(WORK TO DO) Print, unchanged, the stretch of lines from the one containing "Target: weight plate" through the one containing "x=343 y=344", both included.

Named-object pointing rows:
◇ ◇ ◇ ◇ ◇

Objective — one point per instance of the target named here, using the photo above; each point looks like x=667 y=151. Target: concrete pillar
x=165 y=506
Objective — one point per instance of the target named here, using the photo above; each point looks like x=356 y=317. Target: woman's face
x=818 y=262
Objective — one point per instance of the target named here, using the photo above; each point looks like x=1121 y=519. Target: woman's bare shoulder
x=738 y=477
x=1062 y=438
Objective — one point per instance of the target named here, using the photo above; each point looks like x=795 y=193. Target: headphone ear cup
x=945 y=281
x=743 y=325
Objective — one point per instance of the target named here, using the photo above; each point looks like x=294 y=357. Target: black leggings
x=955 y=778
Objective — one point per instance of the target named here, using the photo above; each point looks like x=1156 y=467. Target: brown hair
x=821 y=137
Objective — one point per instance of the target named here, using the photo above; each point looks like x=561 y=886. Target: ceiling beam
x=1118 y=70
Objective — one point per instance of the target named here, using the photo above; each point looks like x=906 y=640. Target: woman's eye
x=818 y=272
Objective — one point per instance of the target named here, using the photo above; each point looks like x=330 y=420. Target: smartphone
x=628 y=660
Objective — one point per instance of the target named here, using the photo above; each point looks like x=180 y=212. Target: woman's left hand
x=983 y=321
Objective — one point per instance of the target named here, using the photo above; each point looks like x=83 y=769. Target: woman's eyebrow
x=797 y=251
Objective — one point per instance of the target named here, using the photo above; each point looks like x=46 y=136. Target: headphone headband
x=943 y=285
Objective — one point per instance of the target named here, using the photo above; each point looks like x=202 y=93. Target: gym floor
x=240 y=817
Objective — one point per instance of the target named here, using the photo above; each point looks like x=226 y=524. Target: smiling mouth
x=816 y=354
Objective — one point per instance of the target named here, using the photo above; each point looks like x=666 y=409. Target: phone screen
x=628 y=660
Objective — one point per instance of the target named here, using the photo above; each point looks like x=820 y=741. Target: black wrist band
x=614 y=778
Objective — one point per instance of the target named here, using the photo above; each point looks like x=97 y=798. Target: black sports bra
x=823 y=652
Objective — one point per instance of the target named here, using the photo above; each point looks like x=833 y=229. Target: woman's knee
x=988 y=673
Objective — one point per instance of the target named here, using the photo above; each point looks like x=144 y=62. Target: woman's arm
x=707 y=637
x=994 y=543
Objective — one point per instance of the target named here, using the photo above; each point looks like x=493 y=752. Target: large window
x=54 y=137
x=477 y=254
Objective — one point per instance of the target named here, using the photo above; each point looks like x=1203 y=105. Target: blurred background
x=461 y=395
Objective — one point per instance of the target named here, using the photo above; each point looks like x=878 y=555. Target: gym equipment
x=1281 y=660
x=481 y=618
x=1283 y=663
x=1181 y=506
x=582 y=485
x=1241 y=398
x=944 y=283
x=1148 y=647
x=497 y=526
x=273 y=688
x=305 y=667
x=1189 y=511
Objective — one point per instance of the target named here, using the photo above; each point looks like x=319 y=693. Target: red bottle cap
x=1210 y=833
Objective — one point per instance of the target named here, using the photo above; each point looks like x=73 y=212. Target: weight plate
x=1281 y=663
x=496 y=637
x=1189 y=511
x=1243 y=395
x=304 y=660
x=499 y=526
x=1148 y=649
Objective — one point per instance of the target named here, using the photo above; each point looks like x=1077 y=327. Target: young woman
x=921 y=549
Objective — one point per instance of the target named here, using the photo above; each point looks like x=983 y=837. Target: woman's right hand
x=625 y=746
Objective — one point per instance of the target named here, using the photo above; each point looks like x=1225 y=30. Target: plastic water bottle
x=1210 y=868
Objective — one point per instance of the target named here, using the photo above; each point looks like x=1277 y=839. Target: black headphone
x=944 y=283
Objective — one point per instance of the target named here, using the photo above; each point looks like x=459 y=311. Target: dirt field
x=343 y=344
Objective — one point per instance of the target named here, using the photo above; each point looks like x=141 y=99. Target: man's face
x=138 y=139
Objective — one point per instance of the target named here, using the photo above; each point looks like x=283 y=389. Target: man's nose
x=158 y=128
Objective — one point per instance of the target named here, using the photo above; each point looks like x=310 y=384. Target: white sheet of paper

◇ ◇ ◇ ◇ ◇

(OUTPUT FOR THIS EXERCISE)
Objective — one point per instance of the target named here, using the photo above; each point looks like x=73 y=212. Target: weight plate
x=1281 y=663
x=496 y=637
x=1189 y=511
x=1243 y=395
x=304 y=660
x=499 y=526
x=1148 y=649
Objective — one point per instance of the target named here, using the photo above; each point looks like x=1077 y=327. Target: young woman
x=921 y=549
Objective — one point per instance of the target named here, using the photo above; each point looks like x=983 y=837. Target: woman's right hand
x=625 y=746
Objective — one point per instance of the target named here, using the photo above; each point looks like x=1225 y=30. Target: plastic water bottle
x=1210 y=868
Objective — one point per instance of the target named here, using the photo above; each point looks like x=1277 y=839. Target: black headphone
x=944 y=283
Objective — one point per instance of the target named here, using the photo above; each point looks like x=459 y=311. Target: dirt field
x=343 y=344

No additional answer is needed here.